SOURCE INFORMATION START

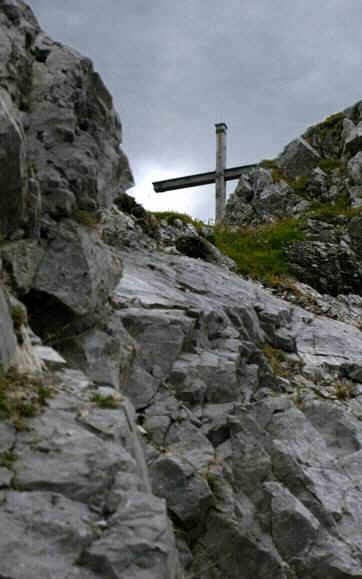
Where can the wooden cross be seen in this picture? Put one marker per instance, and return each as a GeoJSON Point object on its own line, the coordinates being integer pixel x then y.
{"type": "Point", "coordinates": [219, 177]}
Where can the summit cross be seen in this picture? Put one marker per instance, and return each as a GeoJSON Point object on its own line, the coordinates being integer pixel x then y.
{"type": "Point", "coordinates": [219, 177]}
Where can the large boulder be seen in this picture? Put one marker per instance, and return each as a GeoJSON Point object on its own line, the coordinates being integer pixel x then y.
{"type": "Point", "coordinates": [73, 132]}
{"type": "Point", "coordinates": [78, 269]}
{"type": "Point", "coordinates": [298, 158]}
{"type": "Point", "coordinates": [12, 175]}
{"type": "Point", "coordinates": [7, 336]}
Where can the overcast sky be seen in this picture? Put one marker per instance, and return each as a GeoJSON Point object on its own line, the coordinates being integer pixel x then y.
{"type": "Point", "coordinates": [267, 68]}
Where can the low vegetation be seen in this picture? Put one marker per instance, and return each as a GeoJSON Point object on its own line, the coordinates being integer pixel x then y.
{"type": "Point", "coordinates": [19, 319]}
{"type": "Point", "coordinates": [258, 251]}
{"type": "Point", "coordinates": [21, 396]}
{"type": "Point", "coordinates": [171, 216]}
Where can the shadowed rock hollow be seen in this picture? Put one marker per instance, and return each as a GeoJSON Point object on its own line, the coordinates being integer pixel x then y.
{"type": "Point", "coordinates": [196, 425]}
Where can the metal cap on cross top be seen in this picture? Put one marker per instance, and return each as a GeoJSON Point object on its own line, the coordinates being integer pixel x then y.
{"type": "Point", "coordinates": [219, 177]}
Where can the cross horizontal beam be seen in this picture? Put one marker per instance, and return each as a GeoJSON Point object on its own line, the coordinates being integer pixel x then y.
{"type": "Point", "coordinates": [199, 179]}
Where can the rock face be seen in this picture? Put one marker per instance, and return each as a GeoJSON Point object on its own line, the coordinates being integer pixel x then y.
{"type": "Point", "coordinates": [7, 336]}
{"type": "Point", "coordinates": [316, 183]}
{"type": "Point", "coordinates": [200, 426]}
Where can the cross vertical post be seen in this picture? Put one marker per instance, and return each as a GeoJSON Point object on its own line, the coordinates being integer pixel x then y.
{"type": "Point", "coordinates": [220, 189]}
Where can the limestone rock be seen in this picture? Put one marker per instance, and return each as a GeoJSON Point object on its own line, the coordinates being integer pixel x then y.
{"type": "Point", "coordinates": [353, 138]}
{"type": "Point", "coordinates": [298, 158]}
{"type": "Point", "coordinates": [7, 336]}
{"type": "Point", "coordinates": [78, 269]}
{"type": "Point", "coordinates": [12, 151]}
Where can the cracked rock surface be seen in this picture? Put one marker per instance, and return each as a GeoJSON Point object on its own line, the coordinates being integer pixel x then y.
{"type": "Point", "coordinates": [196, 424]}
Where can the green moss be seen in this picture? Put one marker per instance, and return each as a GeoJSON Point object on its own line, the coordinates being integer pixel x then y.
{"type": "Point", "coordinates": [330, 212]}
{"type": "Point", "coordinates": [329, 165]}
{"type": "Point", "coordinates": [300, 184]}
{"type": "Point", "coordinates": [172, 216]}
{"type": "Point", "coordinates": [7, 458]}
{"type": "Point", "coordinates": [21, 396]}
{"type": "Point", "coordinates": [19, 318]}
{"type": "Point", "coordinates": [331, 120]}
{"type": "Point", "coordinates": [105, 402]}
{"type": "Point", "coordinates": [343, 391]}
{"type": "Point", "coordinates": [85, 218]}
{"type": "Point", "coordinates": [258, 251]}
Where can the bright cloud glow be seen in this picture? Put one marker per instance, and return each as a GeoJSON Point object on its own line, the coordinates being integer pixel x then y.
{"type": "Point", "coordinates": [196, 201]}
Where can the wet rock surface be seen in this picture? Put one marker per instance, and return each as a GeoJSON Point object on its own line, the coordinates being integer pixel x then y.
{"type": "Point", "coordinates": [197, 424]}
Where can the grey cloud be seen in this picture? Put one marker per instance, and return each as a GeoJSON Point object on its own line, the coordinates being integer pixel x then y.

SOURCE INFORMATION END

*PROBLEM STATEMENT*.
Return each line of the material exactly as written; exclude the pictures.

*EXPECTED OUTPUT*.
Where can the wooden cross be seen in this picture? Put one marker per instance, and return each as a GeoJSON Point object on its own line, the coordinates being integer pixel x then y.
{"type": "Point", "coordinates": [219, 177]}
Where can the summit cross be seen in this picture? Put one marker per instance, and return each as a GeoJSON Point object on its own line, the coordinates being integer pixel x then y.
{"type": "Point", "coordinates": [219, 177]}
Where can the large boulder be seen in this picture? Put one marker per instance, and return each as a GeoJSON Point object on its own line, the coordinates being integer pixel x then y.
{"type": "Point", "coordinates": [73, 132]}
{"type": "Point", "coordinates": [78, 269]}
{"type": "Point", "coordinates": [298, 158]}
{"type": "Point", "coordinates": [12, 175]}
{"type": "Point", "coordinates": [7, 336]}
Where can the overcast sky be seen in this picture? Put one marker per instance, and return each as a GeoJSON Point object on its own line, the coordinates being integer pixel x then y.
{"type": "Point", "coordinates": [267, 68]}
Where can the low vegetation be seen in this picture? Put one marker per instance, and return each as a GeoJSON Point object on its own line, the coordinates being integer pixel x then y.
{"type": "Point", "coordinates": [19, 319]}
{"type": "Point", "coordinates": [258, 251]}
{"type": "Point", "coordinates": [21, 396]}
{"type": "Point", "coordinates": [171, 216]}
Where can the shadowed rock hollow be seen in this picture? Put one marker per instance, and return each as a GeoJSON Point object on its own line, the coordinates being integer pixel x then y.
{"type": "Point", "coordinates": [196, 425]}
Where can the metal cap on cross top be seen in this picture? Put one marker per instance, and return each as a GeoJSON Point object on its own line, the coordinates being integer pixel x then y.
{"type": "Point", "coordinates": [219, 177]}
Where can the cross horizontal beam be seen in this picture? Put one marker per instance, and return each as a GeoJSON Point object on its own line, the coordinates being integer pixel x then y.
{"type": "Point", "coordinates": [199, 179]}
Where can the rock face be seen in this picture? Put one marker per instance, and return each as a GeoJSON Point object on its own line, the coordinates being integer pixel x then y.
{"type": "Point", "coordinates": [7, 336]}
{"type": "Point", "coordinates": [316, 183]}
{"type": "Point", "coordinates": [200, 426]}
Where can the cross vertical post be seen in this picture? Put one marker per instance, and return each as a GeoJSON Point object on its own line, the coordinates being integer pixel x then y.
{"type": "Point", "coordinates": [220, 189]}
Where can the limestone rock be seen in this picture? Put one marker per instance, and return each as a GeoJSON Point object on its own line, the coordinates being integer pixel x then y.
{"type": "Point", "coordinates": [353, 138]}
{"type": "Point", "coordinates": [298, 158]}
{"type": "Point", "coordinates": [7, 336]}
{"type": "Point", "coordinates": [78, 269]}
{"type": "Point", "coordinates": [12, 151]}
Where can the cracked rock surface be seen in this picture? Put one marker per instance, and return each as a GeoJSON Point object on its own line, the coordinates being integer pixel x then y.
{"type": "Point", "coordinates": [196, 424]}
Where can the green moss be seen in this picture? Put one marker per instance, and return each as a GeoJSON Point object on its own line, the coordinates being integer pixel x then y.
{"type": "Point", "coordinates": [330, 212]}
{"type": "Point", "coordinates": [329, 165]}
{"type": "Point", "coordinates": [300, 184]}
{"type": "Point", "coordinates": [172, 216]}
{"type": "Point", "coordinates": [7, 458]}
{"type": "Point", "coordinates": [21, 396]}
{"type": "Point", "coordinates": [19, 318]}
{"type": "Point", "coordinates": [331, 120]}
{"type": "Point", "coordinates": [105, 402]}
{"type": "Point", "coordinates": [343, 391]}
{"type": "Point", "coordinates": [85, 218]}
{"type": "Point", "coordinates": [258, 251]}
Where can the bright cloud glow be seen in this picture? Put one marker per instance, and return each as a GeoJSON Point object on its own line, the coordinates being integer pixel x then y.
{"type": "Point", "coordinates": [196, 201]}
Where can the wet rock surface be seen in this picture? Put one marker per instance, and return each as a GeoJSON Point object on its own line, the coordinates being integer pixel x then y.
{"type": "Point", "coordinates": [197, 424]}
Where can the grey cloud be seen in this picture? Put one marker per instance, and return each as a GeoJSON Point object on its own line, the coordinates being integer pixel x then y.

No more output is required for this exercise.